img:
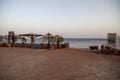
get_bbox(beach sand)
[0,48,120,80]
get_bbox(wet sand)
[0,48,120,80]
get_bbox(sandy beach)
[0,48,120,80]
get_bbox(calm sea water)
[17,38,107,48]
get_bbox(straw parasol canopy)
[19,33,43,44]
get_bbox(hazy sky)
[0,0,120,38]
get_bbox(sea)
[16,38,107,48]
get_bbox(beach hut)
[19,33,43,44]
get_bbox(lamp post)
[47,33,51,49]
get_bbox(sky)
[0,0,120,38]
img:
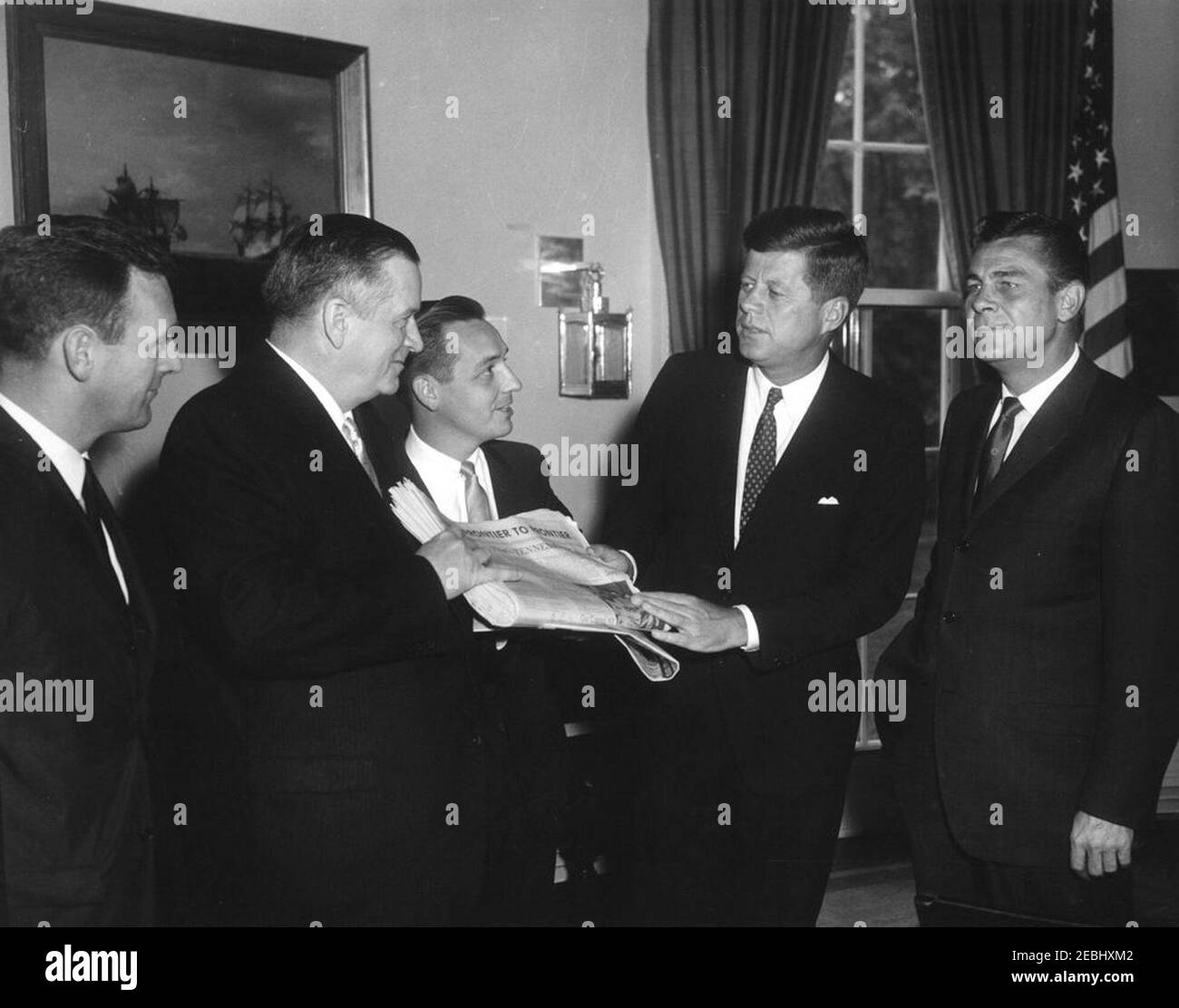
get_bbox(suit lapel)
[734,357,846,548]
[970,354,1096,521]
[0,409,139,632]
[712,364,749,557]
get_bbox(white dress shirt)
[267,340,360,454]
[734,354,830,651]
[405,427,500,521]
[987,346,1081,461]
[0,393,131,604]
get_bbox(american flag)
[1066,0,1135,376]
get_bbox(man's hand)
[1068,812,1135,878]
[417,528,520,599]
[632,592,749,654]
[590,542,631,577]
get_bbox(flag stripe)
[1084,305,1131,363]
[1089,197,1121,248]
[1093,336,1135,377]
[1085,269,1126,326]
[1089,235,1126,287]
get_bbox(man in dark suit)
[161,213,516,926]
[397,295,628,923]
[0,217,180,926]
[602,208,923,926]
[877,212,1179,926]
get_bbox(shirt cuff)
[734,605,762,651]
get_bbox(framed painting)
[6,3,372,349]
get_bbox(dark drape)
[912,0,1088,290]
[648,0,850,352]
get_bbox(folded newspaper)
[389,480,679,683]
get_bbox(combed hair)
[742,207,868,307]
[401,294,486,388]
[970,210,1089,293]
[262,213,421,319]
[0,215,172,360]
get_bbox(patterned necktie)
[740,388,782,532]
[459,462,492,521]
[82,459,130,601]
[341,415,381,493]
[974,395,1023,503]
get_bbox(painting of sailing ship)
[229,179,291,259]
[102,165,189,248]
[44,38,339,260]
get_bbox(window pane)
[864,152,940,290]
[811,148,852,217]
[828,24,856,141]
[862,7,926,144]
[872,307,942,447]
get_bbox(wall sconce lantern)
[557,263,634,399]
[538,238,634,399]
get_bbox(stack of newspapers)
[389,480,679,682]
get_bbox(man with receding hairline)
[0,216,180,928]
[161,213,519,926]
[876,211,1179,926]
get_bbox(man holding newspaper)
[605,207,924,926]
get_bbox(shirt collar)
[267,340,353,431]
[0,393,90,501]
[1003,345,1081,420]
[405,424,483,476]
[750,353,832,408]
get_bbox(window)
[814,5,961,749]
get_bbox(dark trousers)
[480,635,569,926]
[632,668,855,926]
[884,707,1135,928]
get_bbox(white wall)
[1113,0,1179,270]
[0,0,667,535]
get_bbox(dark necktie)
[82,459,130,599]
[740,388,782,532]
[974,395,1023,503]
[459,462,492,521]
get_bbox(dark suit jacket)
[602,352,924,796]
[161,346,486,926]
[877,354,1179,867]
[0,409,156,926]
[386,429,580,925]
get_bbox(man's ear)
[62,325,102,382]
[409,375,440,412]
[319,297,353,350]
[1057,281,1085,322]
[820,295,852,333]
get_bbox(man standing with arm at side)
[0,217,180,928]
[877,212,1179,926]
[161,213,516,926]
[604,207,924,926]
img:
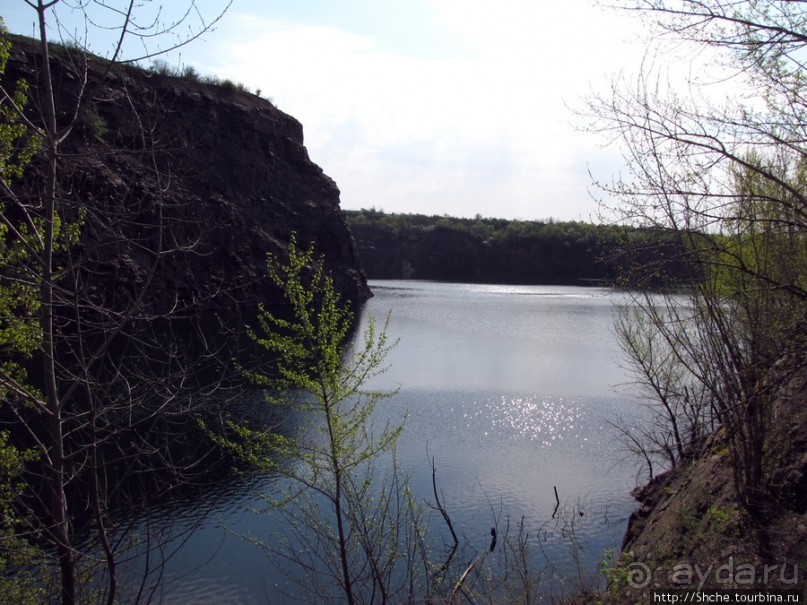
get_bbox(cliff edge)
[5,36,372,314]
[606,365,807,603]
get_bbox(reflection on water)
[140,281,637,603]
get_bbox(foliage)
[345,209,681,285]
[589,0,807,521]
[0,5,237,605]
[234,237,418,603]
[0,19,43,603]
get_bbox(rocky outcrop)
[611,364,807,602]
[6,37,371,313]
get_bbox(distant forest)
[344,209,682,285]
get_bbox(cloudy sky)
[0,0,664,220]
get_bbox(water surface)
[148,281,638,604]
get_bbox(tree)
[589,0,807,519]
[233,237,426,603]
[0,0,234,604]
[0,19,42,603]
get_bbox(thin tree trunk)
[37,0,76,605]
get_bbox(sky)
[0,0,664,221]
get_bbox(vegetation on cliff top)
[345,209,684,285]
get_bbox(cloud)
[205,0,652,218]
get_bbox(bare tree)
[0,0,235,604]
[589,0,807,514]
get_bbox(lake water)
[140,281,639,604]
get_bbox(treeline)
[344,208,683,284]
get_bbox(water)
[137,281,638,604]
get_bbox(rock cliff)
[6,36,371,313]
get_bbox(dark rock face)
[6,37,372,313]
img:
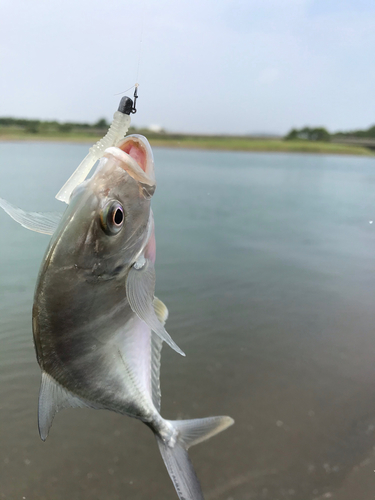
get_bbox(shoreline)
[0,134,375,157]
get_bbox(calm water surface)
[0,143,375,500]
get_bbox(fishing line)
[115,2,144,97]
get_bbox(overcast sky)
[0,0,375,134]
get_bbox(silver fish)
● ● ●
▶ _EXERCISE REQUIREMENTS_: Write out all of the data above word for word, without the pictures.

▶ _EXERCISE RESULT_:
img:
get_bbox(beach sand)
[0,48,120,80]
get_bbox(wet sand)
[0,48,120,80]
get_bbox(sandy beach)
[0,48,120,80]
get_bbox(calm sea water)
[17,38,107,48]
get_bbox(straw parasol canopy)
[19,33,43,44]
get_bbox(hazy sky)
[0,0,120,38]
get_bbox(sea)
[16,38,107,48]
get_bbox(beach hut)
[19,33,43,44]
get_bbox(lamp post)
[47,33,51,49]
get_bbox(sky)
[0,0,120,38]
img:
get_bbox(suit lapel)
[734,357,846,548]
[970,354,1096,521]
[0,409,139,632]
[712,364,749,557]
get_bbox(white dress shirt)
[267,340,360,454]
[734,354,830,651]
[405,427,500,521]
[987,346,1081,461]
[0,393,131,604]
get_bbox(american flag)
[1066,0,1135,376]
get_bbox(man's hand)
[1068,812,1135,878]
[417,528,520,599]
[632,592,749,654]
[590,542,631,577]
get_bbox(flag stripe)
[1084,305,1131,363]
[1089,197,1121,248]
[1093,336,1135,377]
[1085,269,1126,326]
[1089,235,1126,287]
get_bbox(man in dark suit)
[161,213,516,926]
[397,295,628,923]
[0,217,180,926]
[602,208,923,926]
[877,212,1179,926]
get_bbox(shirt cuff)
[734,605,762,651]
get_bbox(framed painting)
[6,3,372,349]
get_bbox(dark drape)
[912,0,1088,290]
[648,0,850,352]
get_bbox(folded newspaper)
[389,480,679,683]
get_bbox(combed hair)
[742,207,868,307]
[401,294,486,388]
[970,210,1089,293]
[262,213,421,319]
[0,215,172,360]
get_bbox(patterned necktie)
[740,388,782,532]
[459,462,492,521]
[82,459,130,601]
[341,415,381,493]
[974,395,1023,503]
get_bbox(painting of sailing ship)
[229,179,291,259]
[102,165,189,248]
[44,38,339,260]
get_bbox(window pane)
[864,152,940,290]
[811,148,852,217]
[828,24,856,141]
[862,7,926,144]
[872,307,942,447]
get_bbox(wall sconce lantern)
[557,263,634,399]
[538,238,634,399]
get_bbox(stack of newspapers)
[389,480,679,682]
get_bbox(man with receding hairline)
[0,216,180,928]
[161,213,519,926]
[876,211,1179,926]
get_bbox(man holding newspaper)
[605,207,924,926]
get_bbox(shirt collar)
[267,340,353,431]
[0,393,90,501]
[1003,345,1081,420]
[405,424,483,476]
[750,353,832,408]
get_bbox(window)
[814,5,961,749]
get_bbox(dark trousers)
[480,635,569,926]
[632,668,855,926]
[884,707,1135,928]
get_bbox(white wall)
[1113,0,1179,270]
[0,0,667,535]
get_bbox(dark necktie)
[82,459,130,599]
[740,388,782,532]
[974,395,1023,503]
[459,462,492,521]
get_bbox(dark suit jacket)
[602,352,924,796]
[161,346,486,926]
[877,354,1179,867]
[0,409,156,926]
[386,429,580,925]
get_bbox(man's ear)
[62,325,102,382]
[409,375,440,412]
[319,297,353,350]
[1057,281,1085,322]
[820,295,852,333]
get_bbox(man standing with arm at side)
[0,217,180,928]
[877,212,1179,926]
[161,213,516,926]
[604,207,924,926]
img:
get_bbox(cliff edge)
[5,36,372,314]
[606,365,807,603]
get_bbox(reflection on water)
[140,281,637,603]
get_bbox(foliage)
[345,209,681,285]
[589,0,807,521]
[0,5,237,605]
[234,237,418,603]
[0,19,43,603]
get_bbox(rocky outcrop)
[611,364,807,602]
[6,37,371,313]
get_bbox(distant forest)
[344,209,682,285]
get_bbox(cloudy sky)
[0,0,664,220]
get_bbox(water surface)
[148,281,638,604]
get_bbox(tree)
[589,0,807,519]
[233,237,426,603]
[0,0,234,604]
[0,19,42,603]
get_bbox(thin tree trunk)
[37,0,76,605]
get_bbox(sky)
[0,0,664,221]
get_bbox(vegetation on cliff top)
[345,209,684,285]
get_bbox(cloud)
[205,0,652,218]
get_bbox(bare tree)
[0,0,235,604]
[589,0,807,514]
get_bbox(lake water)
[140,281,639,604]
get_bbox(treeline)
[344,208,683,284]
get_bbox(water)
[137,281,638,604]
get_bbox(rock cliff)
[6,36,371,313]
get_bbox(dark rock face)
[6,37,372,313]
img:
get_bbox(shoreline)
[0,134,375,157]
get_bbox(calm water surface)
[0,143,375,500]
get_bbox(fishing line)
[115,2,144,97]
get_bbox(overcast sky)
[0,0,375,134]
get_bbox(silver fish)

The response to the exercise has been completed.